**WHAT TO WORK ON**
List every line of the items below that contains the word "shirt", copying each such line in full. Matching is case-sensitive.

═══ STORED DATA

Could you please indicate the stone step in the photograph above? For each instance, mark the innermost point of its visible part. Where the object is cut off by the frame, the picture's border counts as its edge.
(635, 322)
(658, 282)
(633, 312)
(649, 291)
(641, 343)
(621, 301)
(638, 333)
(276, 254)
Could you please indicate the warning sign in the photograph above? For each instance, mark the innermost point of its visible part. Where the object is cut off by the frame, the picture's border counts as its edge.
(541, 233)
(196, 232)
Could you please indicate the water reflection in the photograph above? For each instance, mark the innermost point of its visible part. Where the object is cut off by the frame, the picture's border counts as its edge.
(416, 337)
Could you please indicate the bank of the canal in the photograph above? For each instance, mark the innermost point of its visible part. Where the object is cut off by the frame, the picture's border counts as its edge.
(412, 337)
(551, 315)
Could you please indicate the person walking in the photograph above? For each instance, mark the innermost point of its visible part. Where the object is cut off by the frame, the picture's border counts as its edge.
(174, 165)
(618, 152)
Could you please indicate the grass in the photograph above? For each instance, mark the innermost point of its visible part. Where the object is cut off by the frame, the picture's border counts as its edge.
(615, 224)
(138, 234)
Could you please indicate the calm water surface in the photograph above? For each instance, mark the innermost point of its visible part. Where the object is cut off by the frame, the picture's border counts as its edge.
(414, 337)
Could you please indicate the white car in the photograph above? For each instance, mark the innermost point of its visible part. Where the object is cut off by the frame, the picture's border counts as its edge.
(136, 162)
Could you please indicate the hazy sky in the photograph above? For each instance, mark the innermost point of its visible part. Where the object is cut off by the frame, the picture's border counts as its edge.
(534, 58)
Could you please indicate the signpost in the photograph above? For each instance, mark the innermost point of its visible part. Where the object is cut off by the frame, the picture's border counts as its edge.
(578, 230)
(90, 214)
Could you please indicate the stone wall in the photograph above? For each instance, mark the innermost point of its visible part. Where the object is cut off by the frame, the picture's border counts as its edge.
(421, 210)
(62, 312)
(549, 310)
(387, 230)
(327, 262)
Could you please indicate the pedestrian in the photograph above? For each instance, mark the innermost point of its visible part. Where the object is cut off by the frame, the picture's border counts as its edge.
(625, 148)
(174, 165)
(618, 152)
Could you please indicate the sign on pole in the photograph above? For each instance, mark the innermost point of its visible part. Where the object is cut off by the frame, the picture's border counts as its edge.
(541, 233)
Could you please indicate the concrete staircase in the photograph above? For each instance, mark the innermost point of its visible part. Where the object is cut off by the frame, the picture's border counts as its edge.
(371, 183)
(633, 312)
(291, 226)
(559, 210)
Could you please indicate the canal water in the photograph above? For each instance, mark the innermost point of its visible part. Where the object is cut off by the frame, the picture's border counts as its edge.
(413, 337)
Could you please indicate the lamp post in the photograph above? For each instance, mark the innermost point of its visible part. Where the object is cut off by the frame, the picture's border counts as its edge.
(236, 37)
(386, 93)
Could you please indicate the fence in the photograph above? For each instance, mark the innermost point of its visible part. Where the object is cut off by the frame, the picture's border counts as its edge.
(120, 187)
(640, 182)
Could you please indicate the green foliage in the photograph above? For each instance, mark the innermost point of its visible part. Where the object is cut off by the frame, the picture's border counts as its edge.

══════
═══ STORED DATA

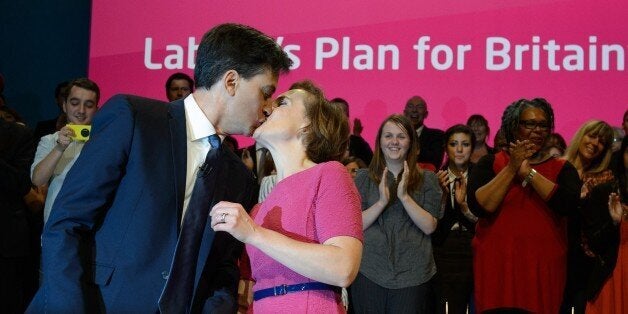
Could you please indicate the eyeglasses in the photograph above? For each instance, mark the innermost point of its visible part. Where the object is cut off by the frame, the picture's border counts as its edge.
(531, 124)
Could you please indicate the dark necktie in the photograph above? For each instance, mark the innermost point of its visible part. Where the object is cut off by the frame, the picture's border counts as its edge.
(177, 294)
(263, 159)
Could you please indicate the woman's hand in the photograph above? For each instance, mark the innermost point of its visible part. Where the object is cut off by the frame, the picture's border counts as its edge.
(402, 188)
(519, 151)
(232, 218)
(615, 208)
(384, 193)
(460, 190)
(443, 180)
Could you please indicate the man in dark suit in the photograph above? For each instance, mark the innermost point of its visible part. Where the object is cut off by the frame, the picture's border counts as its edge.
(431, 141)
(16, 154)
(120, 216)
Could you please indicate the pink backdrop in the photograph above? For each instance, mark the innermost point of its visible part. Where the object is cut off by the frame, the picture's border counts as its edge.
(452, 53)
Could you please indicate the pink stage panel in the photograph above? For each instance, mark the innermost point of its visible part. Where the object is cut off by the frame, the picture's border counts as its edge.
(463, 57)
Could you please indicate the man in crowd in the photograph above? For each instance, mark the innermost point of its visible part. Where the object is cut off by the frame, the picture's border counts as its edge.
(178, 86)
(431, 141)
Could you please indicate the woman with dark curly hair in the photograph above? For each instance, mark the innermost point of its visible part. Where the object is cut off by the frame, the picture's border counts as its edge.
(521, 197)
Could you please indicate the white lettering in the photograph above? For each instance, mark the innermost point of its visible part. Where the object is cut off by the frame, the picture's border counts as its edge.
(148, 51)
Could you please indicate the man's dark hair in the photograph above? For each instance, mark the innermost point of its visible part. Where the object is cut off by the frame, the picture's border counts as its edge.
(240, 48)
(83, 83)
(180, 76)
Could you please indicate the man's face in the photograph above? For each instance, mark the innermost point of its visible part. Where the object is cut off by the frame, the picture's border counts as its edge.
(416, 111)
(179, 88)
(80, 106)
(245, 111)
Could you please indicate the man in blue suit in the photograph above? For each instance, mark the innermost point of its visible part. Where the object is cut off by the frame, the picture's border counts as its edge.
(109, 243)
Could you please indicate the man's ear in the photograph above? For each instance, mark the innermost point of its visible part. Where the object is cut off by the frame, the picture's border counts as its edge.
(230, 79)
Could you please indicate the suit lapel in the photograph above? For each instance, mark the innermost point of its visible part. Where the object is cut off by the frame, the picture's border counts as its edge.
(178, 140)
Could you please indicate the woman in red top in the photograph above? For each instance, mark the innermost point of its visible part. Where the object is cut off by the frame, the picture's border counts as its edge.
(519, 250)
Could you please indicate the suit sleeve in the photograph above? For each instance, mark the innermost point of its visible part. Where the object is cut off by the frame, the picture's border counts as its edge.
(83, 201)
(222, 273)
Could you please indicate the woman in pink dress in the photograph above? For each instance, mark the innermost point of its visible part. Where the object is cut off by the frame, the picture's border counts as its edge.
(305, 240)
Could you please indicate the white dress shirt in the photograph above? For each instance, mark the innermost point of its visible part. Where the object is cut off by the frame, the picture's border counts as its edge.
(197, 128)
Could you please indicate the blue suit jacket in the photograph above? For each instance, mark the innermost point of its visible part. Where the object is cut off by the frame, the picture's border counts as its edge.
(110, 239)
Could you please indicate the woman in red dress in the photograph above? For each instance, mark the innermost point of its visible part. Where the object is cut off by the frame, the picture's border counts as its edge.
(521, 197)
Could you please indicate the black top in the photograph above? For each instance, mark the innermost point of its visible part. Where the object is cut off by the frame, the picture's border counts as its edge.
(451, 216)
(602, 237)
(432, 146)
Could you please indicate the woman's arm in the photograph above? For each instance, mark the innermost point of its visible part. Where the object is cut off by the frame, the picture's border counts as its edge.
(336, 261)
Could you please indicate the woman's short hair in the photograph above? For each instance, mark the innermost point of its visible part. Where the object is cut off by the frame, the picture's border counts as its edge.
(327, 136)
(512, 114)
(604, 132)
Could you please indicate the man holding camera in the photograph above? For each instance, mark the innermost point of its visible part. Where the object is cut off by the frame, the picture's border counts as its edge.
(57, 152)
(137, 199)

══════
═══ STORED DATA

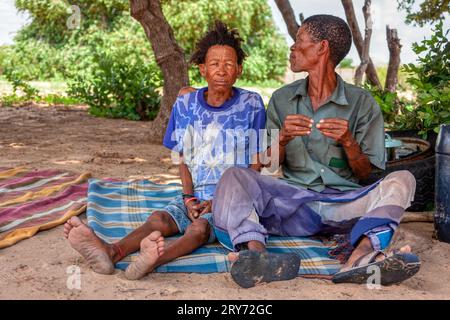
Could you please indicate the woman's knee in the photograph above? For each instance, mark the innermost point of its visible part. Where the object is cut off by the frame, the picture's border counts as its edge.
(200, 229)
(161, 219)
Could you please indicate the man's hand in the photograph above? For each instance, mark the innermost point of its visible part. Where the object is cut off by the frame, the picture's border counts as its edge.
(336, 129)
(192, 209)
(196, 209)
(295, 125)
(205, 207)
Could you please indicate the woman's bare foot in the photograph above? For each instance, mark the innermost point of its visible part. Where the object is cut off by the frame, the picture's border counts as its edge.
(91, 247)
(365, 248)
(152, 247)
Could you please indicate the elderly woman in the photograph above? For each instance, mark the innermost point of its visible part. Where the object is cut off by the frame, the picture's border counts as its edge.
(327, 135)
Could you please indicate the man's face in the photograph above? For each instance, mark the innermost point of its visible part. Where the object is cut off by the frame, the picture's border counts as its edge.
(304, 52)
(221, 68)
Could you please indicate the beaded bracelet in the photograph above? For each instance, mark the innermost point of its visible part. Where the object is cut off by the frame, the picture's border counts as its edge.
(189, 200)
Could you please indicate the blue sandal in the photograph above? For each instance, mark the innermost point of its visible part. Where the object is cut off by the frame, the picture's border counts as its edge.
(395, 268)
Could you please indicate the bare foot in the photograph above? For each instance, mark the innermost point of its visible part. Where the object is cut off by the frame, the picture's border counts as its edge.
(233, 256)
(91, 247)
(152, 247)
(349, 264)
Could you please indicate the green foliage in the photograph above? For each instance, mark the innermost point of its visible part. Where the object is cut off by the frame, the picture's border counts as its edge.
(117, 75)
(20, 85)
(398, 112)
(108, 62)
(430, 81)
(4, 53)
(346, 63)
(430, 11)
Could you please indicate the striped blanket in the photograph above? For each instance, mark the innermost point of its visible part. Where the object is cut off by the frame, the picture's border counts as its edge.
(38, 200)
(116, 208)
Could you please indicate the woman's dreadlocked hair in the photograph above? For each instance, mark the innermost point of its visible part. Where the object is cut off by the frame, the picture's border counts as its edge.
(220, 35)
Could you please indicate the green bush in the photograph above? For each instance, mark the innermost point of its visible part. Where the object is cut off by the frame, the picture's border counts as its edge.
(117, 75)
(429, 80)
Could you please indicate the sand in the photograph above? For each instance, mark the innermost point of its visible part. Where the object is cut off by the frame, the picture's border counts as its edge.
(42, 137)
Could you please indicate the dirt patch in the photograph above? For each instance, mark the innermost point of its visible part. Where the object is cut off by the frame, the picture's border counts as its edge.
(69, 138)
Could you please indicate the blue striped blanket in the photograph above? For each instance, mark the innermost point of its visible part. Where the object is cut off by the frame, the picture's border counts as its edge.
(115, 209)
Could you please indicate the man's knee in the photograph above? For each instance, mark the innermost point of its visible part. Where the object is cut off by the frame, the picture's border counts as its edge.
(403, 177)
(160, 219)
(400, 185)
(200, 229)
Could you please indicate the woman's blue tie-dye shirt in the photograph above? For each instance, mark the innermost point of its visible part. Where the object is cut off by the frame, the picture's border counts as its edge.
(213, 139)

══════

**REPLY**
Could you please indicate the white dress shirt in the photograph above? For each instance, mark the innermost point of its visible part. Where the object is cut off by the frame, the picture's border counts as its edge.
Could you please indicate the woman's blue tie-dye shirt in the photograph above? For each instance, mark the innermost point of its visible part. Where the object is cut off by the frame, the picture's border counts as its edge.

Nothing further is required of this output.